Given passage
As an example for just one of your points, a work colleague scrapped a car because a windscreen wiper failed. The part cost wasn't that bad but she was quoted £1500 labour for the job. You had to take half the car to pieces to get to it. Nuts !

I remember when this would have been of interest to the Top Gear team and they would have dispatched Angel Rippon to investigate the scandal. Car designers are under no pressure to make cars easy to service because consumers don't care.

My own solution to the cost of car ownership is a Car Club. I can take out the right size and shape vehicle when I need it.
 

tyred

Legendary Member
Location
Ireland
I think car design has gone in completely the wrong direction. Technology should have meant smaller, lighter cars with better space efficiency and fuel efficiency.

Instead we've got bigger, heavier cars which take up more roadspace, have more performance than is ever needed in rear world driving which combined with heavier kerbweight means the potential huge increase in fuel economy isn't what it could be with a sensible engine and lighter weight. I wouldn't mind but they're not even much bigger on the inside.

Raw data
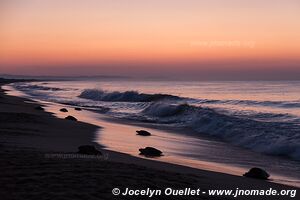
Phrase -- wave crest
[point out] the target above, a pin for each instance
(127, 96)
(276, 138)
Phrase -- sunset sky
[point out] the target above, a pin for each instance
(135, 37)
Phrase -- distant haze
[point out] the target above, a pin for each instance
(191, 39)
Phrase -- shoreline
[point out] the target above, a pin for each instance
(59, 135)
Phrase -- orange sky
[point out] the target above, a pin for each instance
(111, 36)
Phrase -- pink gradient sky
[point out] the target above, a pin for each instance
(123, 37)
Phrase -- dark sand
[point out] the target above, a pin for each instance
(29, 138)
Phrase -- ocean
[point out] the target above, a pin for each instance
(220, 126)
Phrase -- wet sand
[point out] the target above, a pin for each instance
(31, 138)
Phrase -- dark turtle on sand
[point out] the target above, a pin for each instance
(63, 110)
(39, 108)
(150, 152)
(143, 133)
(71, 118)
(257, 173)
(88, 150)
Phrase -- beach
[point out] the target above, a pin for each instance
(34, 149)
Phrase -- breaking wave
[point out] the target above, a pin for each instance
(127, 96)
(276, 138)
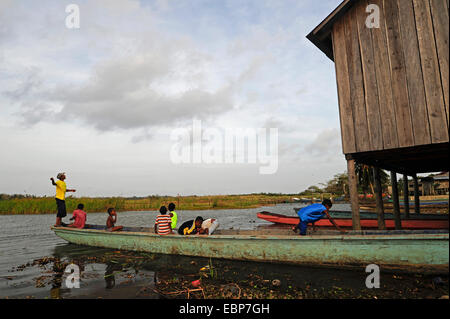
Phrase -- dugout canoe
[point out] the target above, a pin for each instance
(438, 222)
(415, 251)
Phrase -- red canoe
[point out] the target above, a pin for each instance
(365, 223)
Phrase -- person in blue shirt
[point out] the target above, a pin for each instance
(312, 213)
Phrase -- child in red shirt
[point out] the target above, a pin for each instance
(80, 217)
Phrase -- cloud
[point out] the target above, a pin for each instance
(327, 142)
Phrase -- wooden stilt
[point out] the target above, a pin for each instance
(396, 201)
(379, 198)
(416, 195)
(353, 189)
(406, 195)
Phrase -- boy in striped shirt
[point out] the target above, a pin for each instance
(163, 222)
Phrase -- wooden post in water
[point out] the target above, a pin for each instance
(395, 201)
(353, 190)
(406, 195)
(416, 195)
(379, 198)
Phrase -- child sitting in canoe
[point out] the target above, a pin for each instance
(79, 216)
(163, 222)
(112, 219)
(191, 227)
(208, 226)
(173, 215)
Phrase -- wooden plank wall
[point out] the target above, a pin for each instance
(393, 80)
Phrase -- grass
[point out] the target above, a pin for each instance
(46, 205)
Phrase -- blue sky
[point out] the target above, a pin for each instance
(99, 102)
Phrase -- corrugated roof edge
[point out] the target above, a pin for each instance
(321, 35)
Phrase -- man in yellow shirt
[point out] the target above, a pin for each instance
(60, 197)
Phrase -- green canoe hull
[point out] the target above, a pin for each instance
(409, 252)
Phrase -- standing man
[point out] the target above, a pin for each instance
(60, 197)
(312, 213)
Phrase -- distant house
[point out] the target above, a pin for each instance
(431, 185)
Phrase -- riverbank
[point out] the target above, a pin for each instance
(34, 258)
(46, 205)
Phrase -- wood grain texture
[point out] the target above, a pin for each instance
(414, 76)
(356, 80)
(439, 12)
(430, 69)
(382, 70)
(343, 85)
(370, 80)
(398, 74)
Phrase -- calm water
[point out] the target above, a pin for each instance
(107, 273)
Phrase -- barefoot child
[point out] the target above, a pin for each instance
(173, 215)
(60, 197)
(112, 219)
(163, 222)
(80, 217)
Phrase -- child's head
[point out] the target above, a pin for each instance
(327, 203)
(198, 221)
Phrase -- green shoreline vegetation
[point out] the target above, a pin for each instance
(29, 205)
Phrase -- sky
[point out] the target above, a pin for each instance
(101, 102)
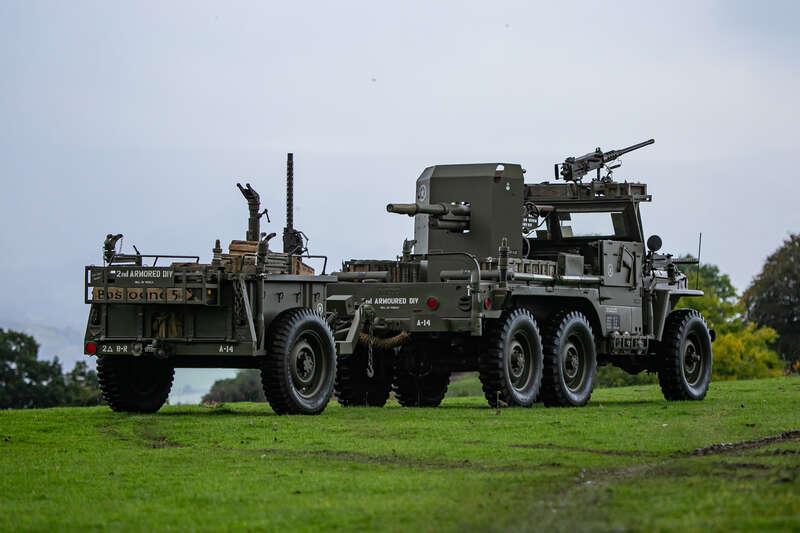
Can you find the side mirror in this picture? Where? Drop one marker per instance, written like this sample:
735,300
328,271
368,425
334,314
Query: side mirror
654,243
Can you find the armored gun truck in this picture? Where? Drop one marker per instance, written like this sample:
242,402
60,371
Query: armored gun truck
250,307
531,285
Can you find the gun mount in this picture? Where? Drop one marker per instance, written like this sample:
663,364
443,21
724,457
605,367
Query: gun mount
452,217
575,168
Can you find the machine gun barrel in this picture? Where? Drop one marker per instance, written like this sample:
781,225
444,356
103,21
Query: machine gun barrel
614,154
575,168
436,210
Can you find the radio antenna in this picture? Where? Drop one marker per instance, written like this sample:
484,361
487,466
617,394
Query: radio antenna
699,249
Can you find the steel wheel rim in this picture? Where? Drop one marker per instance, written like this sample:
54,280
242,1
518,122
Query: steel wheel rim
308,365
574,363
693,361
520,362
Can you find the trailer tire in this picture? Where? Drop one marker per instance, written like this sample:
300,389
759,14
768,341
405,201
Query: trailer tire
300,366
510,365
685,356
418,383
134,384
570,360
354,388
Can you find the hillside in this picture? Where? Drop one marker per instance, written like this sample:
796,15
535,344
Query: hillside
627,461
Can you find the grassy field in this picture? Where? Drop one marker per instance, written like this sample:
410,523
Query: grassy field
628,461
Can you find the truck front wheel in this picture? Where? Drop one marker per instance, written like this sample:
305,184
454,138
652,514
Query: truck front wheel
299,370
511,363
570,360
685,354
134,384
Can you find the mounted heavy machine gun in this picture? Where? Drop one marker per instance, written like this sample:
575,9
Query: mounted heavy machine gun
575,168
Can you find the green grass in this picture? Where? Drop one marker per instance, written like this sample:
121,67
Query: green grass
624,462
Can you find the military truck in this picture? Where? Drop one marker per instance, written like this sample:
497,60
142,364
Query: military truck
531,285
250,307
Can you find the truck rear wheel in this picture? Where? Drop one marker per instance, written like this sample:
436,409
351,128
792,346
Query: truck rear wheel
134,384
300,366
570,360
511,364
685,353
354,387
418,383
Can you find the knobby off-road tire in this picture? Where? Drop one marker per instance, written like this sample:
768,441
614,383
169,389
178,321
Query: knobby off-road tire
417,382
134,384
685,356
300,366
510,365
570,360
354,387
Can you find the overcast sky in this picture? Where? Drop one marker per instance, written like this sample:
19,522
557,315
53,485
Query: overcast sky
138,117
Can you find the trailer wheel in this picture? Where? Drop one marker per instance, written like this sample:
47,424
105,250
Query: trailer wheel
570,360
300,366
417,383
354,387
134,384
685,356
511,363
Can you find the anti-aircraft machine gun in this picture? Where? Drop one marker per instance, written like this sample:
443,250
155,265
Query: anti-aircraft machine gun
531,284
249,307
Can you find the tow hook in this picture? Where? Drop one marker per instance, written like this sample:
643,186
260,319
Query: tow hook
158,349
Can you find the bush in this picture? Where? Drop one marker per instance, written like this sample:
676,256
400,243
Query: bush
745,354
26,381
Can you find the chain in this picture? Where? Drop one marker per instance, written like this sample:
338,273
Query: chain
370,367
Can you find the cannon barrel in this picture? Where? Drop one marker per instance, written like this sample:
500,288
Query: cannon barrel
429,209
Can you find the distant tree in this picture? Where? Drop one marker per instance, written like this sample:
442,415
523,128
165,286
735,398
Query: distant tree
245,387
742,350
26,381
773,299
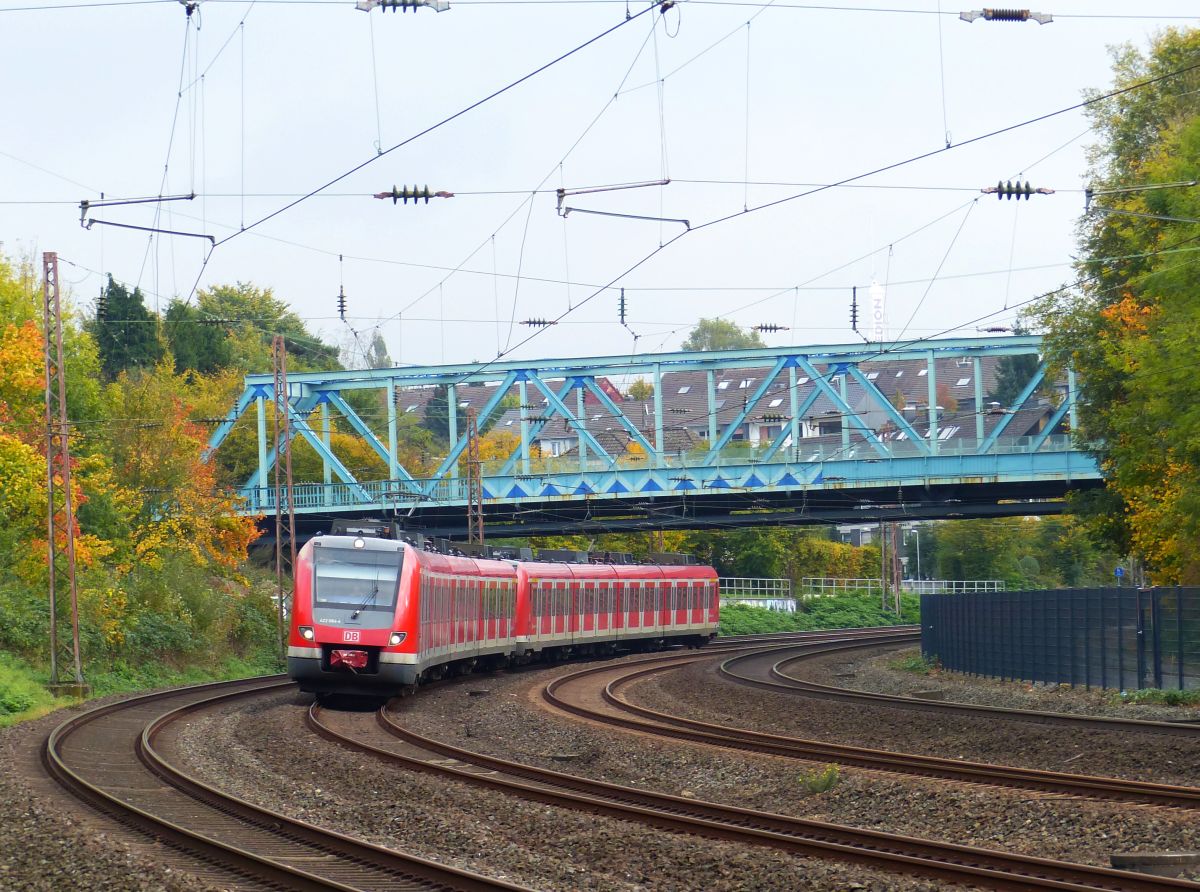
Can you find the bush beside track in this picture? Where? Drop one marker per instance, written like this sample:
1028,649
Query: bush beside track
843,611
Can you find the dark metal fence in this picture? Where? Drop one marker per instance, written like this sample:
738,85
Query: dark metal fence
1127,639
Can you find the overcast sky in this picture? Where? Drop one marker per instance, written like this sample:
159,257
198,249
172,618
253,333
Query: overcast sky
253,105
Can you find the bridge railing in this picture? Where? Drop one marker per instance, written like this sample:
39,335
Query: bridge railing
312,496
757,592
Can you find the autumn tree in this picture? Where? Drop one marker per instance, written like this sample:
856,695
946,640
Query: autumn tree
641,389
1129,329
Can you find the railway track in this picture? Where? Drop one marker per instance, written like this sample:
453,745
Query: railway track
385,737
769,672
108,758
594,694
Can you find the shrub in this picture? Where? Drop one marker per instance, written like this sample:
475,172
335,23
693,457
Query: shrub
159,635
1161,696
916,663
816,782
843,611
19,692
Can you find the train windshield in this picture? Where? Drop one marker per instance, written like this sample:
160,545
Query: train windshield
361,582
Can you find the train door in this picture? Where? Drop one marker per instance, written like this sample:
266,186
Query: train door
562,605
604,605
585,621
649,592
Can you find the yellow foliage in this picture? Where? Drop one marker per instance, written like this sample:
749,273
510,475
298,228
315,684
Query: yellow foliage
497,445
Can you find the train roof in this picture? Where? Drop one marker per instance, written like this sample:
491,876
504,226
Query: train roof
543,569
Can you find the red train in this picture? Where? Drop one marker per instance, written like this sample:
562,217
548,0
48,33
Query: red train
376,615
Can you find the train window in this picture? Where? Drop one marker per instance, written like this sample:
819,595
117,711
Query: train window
360,581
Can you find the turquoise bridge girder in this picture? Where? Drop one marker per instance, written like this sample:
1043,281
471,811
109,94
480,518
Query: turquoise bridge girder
813,436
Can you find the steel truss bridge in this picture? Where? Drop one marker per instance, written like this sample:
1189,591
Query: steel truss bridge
853,435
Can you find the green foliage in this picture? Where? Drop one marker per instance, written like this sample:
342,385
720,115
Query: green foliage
163,596
377,353
845,611
197,345
437,413
18,690
720,335
1129,330
917,663
1025,552
1013,373
820,780
127,334
255,315
1161,696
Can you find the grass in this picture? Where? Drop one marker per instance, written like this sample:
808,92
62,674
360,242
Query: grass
917,663
843,611
23,694
815,782
1159,696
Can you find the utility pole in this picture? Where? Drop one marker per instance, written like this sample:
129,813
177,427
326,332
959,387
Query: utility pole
285,507
883,570
897,569
60,520
474,483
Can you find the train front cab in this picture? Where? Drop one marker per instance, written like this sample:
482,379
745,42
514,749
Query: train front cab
352,628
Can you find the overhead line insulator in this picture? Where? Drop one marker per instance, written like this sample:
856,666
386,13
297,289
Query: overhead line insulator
415,193
402,5
1007,189
1042,18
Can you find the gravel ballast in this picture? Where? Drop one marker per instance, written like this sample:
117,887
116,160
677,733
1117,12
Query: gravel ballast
262,753
262,750
53,843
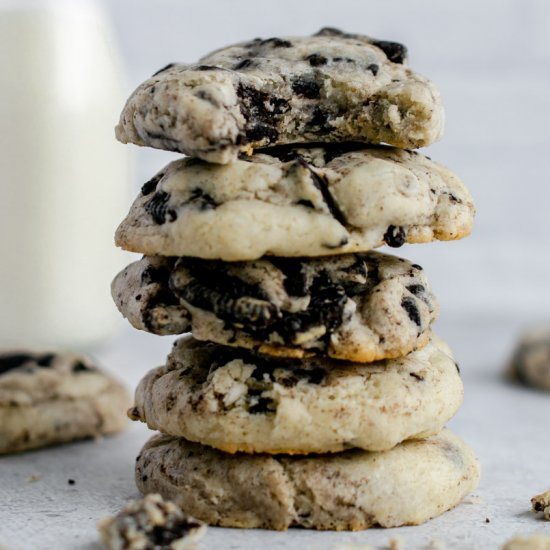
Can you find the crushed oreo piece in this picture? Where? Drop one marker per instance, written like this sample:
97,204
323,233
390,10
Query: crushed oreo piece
165,68
395,236
306,87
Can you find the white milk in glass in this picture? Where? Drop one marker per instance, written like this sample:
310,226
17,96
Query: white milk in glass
63,177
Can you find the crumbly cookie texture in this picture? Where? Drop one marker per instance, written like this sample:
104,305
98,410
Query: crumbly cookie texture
331,87
236,400
142,293
528,542
49,398
151,524
541,503
353,490
297,202
357,307
530,362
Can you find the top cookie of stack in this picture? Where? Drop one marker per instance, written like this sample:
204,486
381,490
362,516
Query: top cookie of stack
323,198
330,87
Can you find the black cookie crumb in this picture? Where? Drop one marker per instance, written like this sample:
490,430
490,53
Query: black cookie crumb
395,236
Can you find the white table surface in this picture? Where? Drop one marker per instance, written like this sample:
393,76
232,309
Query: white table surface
505,424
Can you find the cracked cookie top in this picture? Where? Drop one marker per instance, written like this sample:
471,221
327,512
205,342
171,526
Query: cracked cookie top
333,86
359,307
238,400
307,201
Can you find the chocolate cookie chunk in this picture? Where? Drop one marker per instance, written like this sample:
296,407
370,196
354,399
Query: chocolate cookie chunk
151,524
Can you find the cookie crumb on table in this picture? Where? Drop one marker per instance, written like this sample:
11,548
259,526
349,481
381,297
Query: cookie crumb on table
397,543
541,503
151,522
535,541
34,477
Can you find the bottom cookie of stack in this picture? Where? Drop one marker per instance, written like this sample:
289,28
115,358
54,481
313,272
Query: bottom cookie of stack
352,490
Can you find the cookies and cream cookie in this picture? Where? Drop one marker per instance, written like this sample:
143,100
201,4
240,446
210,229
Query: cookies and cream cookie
297,202
48,398
353,490
330,87
236,400
358,307
530,363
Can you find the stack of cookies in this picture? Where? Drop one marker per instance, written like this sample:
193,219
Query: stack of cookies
312,391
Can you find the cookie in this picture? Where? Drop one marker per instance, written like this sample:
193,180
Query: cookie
534,541
530,362
151,523
358,307
331,87
49,398
297,202
142,294
236,400
407,485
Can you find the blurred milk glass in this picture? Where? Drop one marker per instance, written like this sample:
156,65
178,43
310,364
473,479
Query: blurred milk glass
63,177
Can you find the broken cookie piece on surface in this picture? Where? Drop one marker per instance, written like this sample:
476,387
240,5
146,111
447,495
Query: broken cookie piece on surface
50,398
333,86
530,362
151,523
541,503
536,541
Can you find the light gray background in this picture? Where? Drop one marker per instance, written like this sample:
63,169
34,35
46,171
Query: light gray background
491,60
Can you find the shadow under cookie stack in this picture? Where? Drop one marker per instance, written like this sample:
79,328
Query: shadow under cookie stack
312,391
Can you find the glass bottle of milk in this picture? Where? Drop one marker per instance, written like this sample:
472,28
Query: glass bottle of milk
63,177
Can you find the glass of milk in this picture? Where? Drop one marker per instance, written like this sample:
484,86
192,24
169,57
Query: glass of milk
63,177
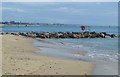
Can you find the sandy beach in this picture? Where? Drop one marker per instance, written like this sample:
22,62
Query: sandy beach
18,58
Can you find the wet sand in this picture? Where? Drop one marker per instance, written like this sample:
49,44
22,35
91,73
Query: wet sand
18,58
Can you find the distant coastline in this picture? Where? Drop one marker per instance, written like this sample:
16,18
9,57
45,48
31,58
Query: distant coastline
26,23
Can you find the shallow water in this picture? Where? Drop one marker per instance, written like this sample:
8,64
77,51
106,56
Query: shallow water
60,28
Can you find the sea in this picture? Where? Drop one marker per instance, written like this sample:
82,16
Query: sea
98,48
103,51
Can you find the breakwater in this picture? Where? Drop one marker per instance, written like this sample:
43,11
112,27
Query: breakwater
63,34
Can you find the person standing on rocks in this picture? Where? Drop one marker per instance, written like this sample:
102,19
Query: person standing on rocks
83,28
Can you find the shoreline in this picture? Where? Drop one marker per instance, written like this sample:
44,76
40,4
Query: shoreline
19,59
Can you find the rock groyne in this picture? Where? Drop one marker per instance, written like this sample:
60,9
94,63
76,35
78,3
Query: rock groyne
63,34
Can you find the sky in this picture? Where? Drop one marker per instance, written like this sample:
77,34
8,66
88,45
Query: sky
88,13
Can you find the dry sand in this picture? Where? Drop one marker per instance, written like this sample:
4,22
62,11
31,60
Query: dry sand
18,58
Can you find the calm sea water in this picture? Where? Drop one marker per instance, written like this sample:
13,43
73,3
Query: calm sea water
100,48
57,28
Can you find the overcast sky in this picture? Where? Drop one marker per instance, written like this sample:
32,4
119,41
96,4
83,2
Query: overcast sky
89,13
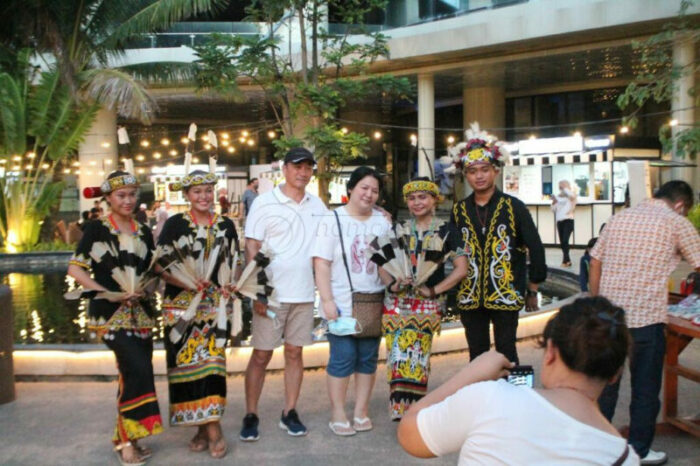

Tasks to complete
1) Answer these from the car-design passage:
(a) How much was the colleague quoted for labour on the windscreen wiper job?
(b) What does the first poster use to deal with the cost of car ownership?
(c) What location is listed for tyred?
2) Locate every row containing the string "distant" and copy each one.

Complete answers
1)
(a) £1500
(b) A Car Club
(c) Ireland

2)
Phrase -- distant haze
Phrase -- distant house
Can you find the distant tree in this picture? Where? Drop one marker per instance, written like this sample:
Query: distant tree
Can you find the distant coastline in this picture? Where? Drop one marker per instance, written like this sample:
Query: distant coastline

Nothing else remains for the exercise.